◆ What you should do
Give the part of the material that opens with the line containing "Query: bare shoulder" and closes with the line containing "46], [106, 45]]" as a Markdown table with the columns Row and Line. Number each row, include both end lines, and leave out blank lines.

◆ Task material
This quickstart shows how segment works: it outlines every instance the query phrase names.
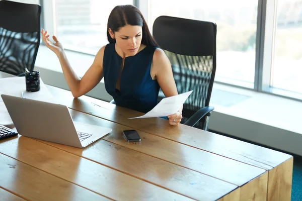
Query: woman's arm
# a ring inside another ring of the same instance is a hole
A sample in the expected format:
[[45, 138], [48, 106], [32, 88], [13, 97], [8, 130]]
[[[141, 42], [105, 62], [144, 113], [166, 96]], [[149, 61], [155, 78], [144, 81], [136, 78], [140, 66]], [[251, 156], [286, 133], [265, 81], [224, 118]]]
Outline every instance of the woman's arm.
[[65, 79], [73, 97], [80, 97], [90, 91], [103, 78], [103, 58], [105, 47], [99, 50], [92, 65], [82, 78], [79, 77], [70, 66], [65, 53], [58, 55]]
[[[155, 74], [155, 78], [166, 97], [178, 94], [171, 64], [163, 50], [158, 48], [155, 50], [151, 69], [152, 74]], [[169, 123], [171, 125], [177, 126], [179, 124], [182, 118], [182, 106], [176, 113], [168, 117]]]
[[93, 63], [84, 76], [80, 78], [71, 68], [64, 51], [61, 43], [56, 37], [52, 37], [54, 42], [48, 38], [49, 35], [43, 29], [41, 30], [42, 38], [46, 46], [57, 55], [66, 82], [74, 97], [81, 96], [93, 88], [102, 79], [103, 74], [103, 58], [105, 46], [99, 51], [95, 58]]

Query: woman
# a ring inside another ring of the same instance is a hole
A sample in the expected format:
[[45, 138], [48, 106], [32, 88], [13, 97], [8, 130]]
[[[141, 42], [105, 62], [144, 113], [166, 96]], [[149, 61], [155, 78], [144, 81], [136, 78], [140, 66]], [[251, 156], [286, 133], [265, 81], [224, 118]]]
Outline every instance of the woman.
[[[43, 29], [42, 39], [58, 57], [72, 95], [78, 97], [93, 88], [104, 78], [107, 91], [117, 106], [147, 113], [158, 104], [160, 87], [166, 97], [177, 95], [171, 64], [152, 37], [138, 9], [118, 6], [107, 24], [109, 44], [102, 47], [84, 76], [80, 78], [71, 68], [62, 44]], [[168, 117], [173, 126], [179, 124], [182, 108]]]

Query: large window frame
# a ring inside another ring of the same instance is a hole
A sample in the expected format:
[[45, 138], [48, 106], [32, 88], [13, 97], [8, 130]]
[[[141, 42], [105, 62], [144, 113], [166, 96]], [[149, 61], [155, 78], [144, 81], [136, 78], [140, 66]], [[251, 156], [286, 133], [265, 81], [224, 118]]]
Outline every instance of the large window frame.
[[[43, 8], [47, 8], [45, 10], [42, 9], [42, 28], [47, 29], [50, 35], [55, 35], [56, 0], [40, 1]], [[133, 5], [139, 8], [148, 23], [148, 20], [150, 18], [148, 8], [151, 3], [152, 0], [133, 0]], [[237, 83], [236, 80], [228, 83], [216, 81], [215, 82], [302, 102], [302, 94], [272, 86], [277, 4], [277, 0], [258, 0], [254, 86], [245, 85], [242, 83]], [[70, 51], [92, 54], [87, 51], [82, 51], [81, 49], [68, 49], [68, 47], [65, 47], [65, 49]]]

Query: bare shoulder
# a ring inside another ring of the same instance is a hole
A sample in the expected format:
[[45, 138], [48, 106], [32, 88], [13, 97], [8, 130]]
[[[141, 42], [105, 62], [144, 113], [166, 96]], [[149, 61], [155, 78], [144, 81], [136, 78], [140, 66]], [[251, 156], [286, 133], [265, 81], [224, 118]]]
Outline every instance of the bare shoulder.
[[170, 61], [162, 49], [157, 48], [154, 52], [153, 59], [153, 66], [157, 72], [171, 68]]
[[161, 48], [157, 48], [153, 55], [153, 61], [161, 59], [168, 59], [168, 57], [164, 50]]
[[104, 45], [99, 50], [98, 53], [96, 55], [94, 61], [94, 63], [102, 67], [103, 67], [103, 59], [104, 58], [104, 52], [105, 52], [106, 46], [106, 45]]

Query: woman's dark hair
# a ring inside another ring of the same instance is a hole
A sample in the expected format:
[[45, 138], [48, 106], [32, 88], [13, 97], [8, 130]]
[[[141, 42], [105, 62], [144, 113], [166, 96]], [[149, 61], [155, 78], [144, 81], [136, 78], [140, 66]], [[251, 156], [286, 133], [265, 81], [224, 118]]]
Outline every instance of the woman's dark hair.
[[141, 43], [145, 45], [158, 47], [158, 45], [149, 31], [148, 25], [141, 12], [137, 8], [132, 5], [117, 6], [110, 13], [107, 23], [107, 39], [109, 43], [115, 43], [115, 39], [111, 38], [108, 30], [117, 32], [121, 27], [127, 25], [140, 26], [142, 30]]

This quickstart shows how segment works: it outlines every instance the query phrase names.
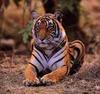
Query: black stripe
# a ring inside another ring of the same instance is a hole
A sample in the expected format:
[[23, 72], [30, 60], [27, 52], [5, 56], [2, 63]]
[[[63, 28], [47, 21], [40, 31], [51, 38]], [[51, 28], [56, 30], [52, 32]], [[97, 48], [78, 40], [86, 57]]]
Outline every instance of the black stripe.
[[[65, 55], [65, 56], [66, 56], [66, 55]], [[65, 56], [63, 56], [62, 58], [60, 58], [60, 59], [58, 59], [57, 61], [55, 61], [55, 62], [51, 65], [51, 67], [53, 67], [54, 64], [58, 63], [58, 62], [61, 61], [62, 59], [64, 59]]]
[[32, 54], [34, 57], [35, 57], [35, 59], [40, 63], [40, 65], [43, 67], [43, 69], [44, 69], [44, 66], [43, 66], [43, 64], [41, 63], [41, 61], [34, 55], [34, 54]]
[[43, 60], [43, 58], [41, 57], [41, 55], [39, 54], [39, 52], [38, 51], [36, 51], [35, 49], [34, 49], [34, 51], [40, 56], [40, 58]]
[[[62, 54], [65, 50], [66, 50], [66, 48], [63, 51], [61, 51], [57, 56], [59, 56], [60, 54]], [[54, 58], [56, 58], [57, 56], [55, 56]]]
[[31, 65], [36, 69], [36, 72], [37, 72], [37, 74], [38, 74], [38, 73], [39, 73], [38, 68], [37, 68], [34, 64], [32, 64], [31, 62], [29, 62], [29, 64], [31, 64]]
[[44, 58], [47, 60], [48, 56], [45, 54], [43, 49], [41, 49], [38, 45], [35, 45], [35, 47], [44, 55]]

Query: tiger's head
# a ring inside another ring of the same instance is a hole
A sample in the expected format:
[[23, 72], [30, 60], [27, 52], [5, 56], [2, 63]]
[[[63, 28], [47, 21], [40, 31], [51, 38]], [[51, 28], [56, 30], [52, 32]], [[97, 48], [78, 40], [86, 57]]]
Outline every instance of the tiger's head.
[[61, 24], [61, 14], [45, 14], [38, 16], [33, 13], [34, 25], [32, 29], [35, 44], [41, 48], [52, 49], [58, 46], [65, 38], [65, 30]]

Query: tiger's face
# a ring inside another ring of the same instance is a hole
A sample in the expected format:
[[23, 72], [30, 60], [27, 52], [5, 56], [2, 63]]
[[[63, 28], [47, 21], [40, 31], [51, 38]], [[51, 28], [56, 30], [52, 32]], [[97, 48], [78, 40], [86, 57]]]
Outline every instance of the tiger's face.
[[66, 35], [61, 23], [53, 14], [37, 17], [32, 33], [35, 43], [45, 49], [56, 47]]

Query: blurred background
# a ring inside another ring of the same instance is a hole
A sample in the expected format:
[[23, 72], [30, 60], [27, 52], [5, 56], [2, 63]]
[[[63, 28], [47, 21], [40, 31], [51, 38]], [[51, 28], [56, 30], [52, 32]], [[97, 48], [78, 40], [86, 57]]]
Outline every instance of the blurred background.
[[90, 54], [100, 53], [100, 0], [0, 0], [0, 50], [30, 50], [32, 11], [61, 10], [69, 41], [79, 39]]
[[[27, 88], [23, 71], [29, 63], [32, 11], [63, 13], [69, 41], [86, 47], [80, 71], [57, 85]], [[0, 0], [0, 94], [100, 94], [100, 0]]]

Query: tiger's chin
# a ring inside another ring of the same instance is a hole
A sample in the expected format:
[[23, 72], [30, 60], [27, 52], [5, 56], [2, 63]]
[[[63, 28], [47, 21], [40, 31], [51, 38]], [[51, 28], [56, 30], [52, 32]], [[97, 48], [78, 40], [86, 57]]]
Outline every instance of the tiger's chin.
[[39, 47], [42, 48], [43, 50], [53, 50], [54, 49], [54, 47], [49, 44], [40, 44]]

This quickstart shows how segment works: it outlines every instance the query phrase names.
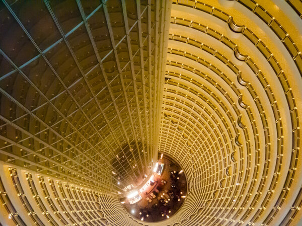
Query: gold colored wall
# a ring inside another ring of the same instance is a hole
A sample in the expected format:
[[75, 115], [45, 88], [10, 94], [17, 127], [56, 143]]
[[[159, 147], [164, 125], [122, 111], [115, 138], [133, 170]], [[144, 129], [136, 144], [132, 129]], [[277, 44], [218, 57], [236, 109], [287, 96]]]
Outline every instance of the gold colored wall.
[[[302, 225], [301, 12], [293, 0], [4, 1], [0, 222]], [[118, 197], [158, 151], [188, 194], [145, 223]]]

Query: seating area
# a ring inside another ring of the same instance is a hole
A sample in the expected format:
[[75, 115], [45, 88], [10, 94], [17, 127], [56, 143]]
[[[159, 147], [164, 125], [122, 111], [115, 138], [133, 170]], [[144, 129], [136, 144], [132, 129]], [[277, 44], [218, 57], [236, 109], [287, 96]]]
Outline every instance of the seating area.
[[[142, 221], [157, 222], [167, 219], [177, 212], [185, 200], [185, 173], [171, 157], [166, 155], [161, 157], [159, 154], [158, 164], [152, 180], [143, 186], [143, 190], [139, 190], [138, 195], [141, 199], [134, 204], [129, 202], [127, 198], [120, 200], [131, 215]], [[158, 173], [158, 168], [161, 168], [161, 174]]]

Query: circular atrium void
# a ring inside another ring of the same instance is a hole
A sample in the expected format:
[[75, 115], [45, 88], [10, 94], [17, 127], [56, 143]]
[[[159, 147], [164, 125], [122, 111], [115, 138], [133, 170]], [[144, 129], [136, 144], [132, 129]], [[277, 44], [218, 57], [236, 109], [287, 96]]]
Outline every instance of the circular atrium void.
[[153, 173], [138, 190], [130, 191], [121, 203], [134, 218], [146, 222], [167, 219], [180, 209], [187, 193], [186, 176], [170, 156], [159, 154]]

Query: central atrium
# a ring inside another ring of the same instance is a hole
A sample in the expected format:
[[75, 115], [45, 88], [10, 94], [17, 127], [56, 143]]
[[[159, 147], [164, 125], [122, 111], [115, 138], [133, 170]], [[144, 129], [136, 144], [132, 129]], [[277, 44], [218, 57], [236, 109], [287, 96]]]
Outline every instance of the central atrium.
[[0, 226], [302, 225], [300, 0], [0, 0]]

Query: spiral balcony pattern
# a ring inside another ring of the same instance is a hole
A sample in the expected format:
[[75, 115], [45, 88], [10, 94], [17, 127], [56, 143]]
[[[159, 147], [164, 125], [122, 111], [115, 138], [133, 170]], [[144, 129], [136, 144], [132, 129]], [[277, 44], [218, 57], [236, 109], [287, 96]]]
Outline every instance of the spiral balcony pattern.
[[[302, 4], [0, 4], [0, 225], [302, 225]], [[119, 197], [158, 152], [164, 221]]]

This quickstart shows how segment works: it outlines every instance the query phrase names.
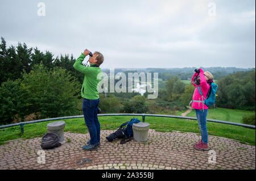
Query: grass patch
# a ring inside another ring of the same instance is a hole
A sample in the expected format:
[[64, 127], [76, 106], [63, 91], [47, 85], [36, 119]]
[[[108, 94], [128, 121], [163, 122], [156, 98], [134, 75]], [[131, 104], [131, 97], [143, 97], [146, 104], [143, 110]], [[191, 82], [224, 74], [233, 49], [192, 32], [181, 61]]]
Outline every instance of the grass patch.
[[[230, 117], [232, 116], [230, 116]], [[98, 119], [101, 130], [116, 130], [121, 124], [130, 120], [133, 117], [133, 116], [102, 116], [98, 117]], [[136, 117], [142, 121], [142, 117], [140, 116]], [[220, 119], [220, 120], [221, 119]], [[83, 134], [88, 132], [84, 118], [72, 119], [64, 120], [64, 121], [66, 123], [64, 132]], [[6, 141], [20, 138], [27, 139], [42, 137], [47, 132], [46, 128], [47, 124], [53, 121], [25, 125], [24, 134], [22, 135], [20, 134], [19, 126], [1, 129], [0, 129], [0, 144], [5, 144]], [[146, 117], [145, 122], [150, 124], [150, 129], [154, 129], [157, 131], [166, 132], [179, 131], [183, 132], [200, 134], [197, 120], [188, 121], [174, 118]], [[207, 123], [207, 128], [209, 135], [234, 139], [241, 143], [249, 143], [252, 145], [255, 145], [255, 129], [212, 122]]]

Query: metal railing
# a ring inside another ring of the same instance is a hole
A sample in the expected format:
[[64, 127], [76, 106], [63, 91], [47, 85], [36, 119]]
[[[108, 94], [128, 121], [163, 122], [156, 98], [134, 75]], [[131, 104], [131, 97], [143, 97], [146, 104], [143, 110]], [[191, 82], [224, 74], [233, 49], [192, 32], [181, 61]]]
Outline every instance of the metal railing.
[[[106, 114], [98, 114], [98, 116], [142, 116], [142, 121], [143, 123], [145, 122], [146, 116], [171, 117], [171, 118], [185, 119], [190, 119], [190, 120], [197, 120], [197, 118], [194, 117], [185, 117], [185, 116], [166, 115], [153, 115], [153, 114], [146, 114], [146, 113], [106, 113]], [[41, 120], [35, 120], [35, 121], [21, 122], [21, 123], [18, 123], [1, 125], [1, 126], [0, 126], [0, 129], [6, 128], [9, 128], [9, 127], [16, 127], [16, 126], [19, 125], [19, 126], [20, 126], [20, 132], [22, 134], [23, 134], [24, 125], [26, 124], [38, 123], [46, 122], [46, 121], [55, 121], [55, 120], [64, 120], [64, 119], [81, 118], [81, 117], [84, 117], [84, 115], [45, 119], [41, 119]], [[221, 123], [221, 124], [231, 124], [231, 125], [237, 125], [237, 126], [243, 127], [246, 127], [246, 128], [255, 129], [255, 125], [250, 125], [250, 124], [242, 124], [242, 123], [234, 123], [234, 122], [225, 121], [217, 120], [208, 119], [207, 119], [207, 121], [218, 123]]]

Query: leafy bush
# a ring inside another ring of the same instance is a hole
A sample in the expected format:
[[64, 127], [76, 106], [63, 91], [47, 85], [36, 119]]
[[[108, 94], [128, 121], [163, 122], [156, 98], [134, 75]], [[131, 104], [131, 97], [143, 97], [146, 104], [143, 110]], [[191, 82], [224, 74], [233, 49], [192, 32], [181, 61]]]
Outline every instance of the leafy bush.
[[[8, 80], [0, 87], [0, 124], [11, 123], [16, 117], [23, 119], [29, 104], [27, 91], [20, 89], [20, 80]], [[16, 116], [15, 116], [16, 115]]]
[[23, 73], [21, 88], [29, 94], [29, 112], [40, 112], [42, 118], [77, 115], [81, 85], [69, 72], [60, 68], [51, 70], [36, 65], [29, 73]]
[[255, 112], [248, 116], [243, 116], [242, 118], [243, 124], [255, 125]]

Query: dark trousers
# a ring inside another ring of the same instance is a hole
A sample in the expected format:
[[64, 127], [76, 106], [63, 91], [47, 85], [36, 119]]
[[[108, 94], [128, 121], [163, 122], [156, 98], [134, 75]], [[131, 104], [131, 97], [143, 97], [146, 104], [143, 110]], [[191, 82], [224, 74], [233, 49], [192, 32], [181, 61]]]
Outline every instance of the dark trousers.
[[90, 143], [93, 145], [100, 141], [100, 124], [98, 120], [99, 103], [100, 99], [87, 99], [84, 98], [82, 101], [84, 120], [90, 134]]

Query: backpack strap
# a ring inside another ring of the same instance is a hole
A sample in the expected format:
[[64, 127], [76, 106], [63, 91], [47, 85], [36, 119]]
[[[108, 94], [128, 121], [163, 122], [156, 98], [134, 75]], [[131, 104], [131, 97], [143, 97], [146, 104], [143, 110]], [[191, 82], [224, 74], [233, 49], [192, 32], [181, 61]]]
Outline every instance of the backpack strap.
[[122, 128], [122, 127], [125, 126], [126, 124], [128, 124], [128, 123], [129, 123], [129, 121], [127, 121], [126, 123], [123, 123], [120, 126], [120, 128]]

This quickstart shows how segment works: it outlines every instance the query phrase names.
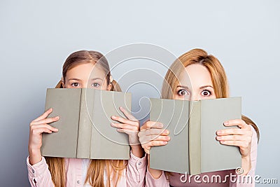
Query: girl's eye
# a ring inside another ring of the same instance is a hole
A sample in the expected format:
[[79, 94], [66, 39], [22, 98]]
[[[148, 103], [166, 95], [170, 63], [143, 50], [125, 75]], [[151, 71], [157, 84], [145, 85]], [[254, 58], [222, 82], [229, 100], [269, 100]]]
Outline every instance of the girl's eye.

◆ Finished answer
| Row | Line |
|---|---|
| 1 | Query: bare shoulder |
| 2 | # a ring inside another ring of the same instance is a hole |
| 3 | A sample in the expected format: |
| 4 | [[45, 138], [48, 106], [32, 88], [13, 97], [8, 130]] |
| 5 | [[[141, 42], [105, 62], [144, 113], [166, 96]], [[149, 61], [155, 78], [144, 81], [136, 78], [140, 66]], [[251, 156], [286, 133], [265, 81], [224, 118]]] |
| 6 | Outline every instance of the bare shoulder. |
| 7 | [[170, 61], [162, 49], [157, 48], [154, 52], [153, 59], [153, 66], [157, 72], [171, 68]] |
| 8 | [[161, 48], [157, 48], [153, 55], [153, 61], [161, 59], [168, 59], [168, 57], [164, 50]] |
| 9 | [[104, 45], [99, 50], [98, 53], [96, 55], [94, 61], [94, 63], [102, 67], [103, 67], [103, 59], [104, 58], [104, 52], [105, 52], [106, 46], [106, 45]] |